━━━━━ Text shown
I like the pom pom look best. Some groomers do the sausage look.


----------



## PeggyTheParti (Sep 5, 2019)

JenniferH in Goleta said:


> I like the pom pom look best. Some groomers do the sausage look.


Hey Jennifer  This thread's nearly a decade old, and these members are no longer active. Best to start a new thread to get a conversation going, rather than bumping up golden oldies. Or take a peek at some recent grooming threads that are still active: Poodle Grooming

That's the best way to engage current Poodle Forum members.


----------



## JenniferH in Goleta (Jul 18, 2020)

sorry again. I clicked on the New bubble, so I"m not sure how that happened. I'll try to be more careful.


----------



## JenniferH in Goleta (Jul 18, 2020)

I figured it out. The Recommended Reading presents old threads. Now I will be careful with thread dates, especially there.
━━━━━━━━━━
*Set task a*. Please report each row below that contains the word "green". Case counts.
━━━━━ Dataset extract
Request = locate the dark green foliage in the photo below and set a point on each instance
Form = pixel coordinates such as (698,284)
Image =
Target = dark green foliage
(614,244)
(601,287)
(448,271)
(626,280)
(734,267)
━━━━━━━━━━
*Set task b*. For each post heading in the forum thread above, give the author and date in order.

*Written answer a*.
Request = locate the dark green foliage in the photo below and set a point on each instance
Target = dark green foliage

*Written answer b*.
PeggyTheParti (Sep 5, 2019)
JenniferH in Goleta (Jul 18, 2020)
JenniferH in Goleta (Jul 18, 2020)